**** INFORMATION PROVIDED
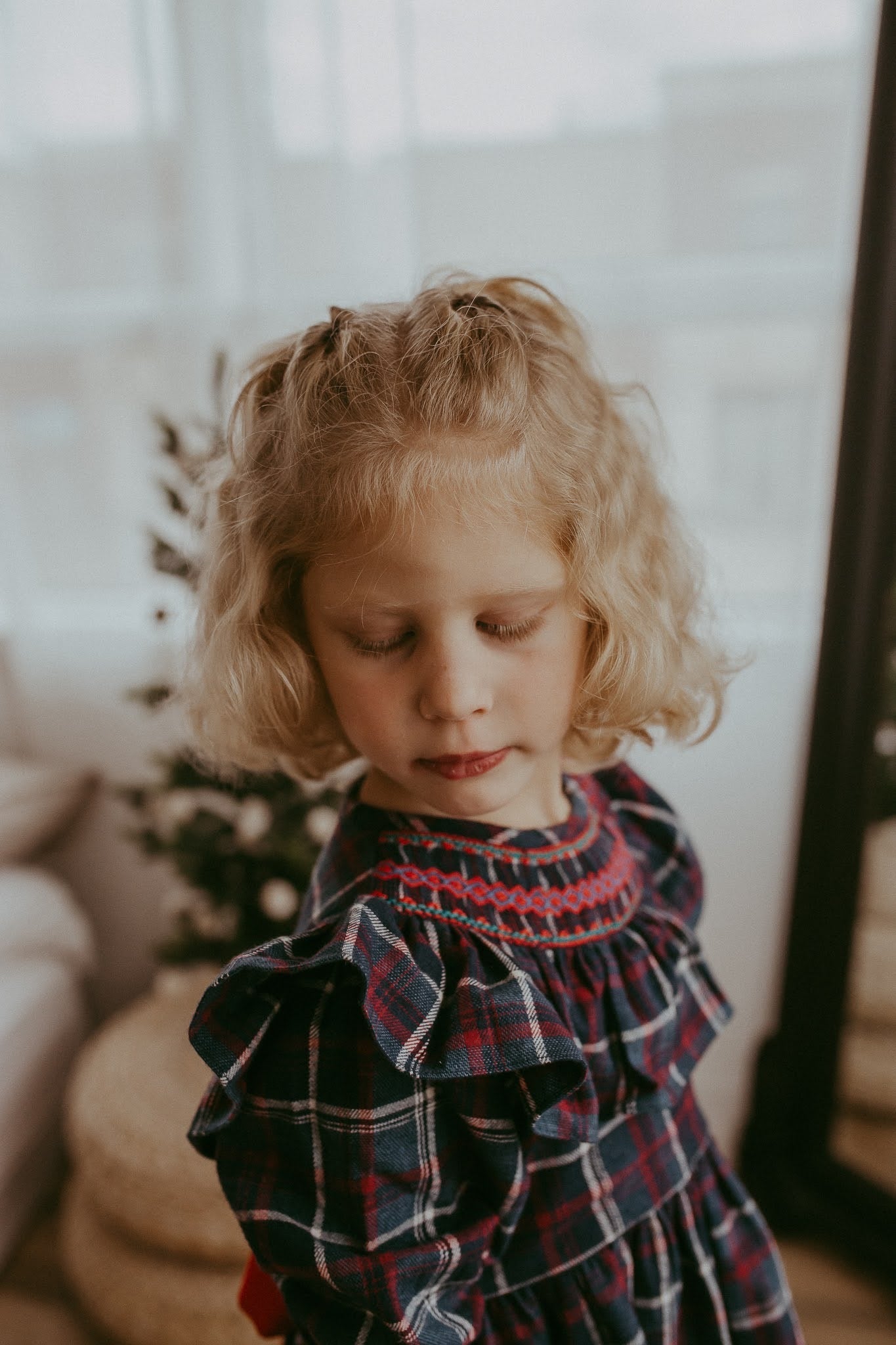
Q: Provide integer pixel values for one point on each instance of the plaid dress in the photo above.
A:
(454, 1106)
********
**** INFORMATION PROVIDED
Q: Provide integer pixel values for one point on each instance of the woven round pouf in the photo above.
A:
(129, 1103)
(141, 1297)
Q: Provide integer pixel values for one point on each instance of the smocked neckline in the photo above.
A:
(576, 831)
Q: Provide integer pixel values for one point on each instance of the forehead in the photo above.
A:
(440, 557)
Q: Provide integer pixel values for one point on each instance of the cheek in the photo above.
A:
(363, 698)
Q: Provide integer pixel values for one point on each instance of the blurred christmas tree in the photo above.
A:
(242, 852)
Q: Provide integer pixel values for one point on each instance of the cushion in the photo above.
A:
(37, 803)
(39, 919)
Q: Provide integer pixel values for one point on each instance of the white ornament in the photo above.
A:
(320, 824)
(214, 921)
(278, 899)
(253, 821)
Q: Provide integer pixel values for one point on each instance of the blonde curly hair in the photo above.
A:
********
▶ **TRY IT**
Look above for the line holding "forehead in the photo above.". Print it and every line after it, exactly, through the line holding "cushion in the photo above.".

▶ **EXERCISE RESPONSE**
Q: Provide integer pixel values for one point on each instance of the forehead in the photo above.
A:
(440, 557)
Q: Provide integer pixel values for one point on each instance of the cheek in the photo above.
A:
(363, 698)
Q: Provide integer pixel values for one point on each instance of the blurred christmas tree in the photo above.
A:
(242, 852)
Q: Provide integer pixel values for one point on each instance of the cushion in the photo above.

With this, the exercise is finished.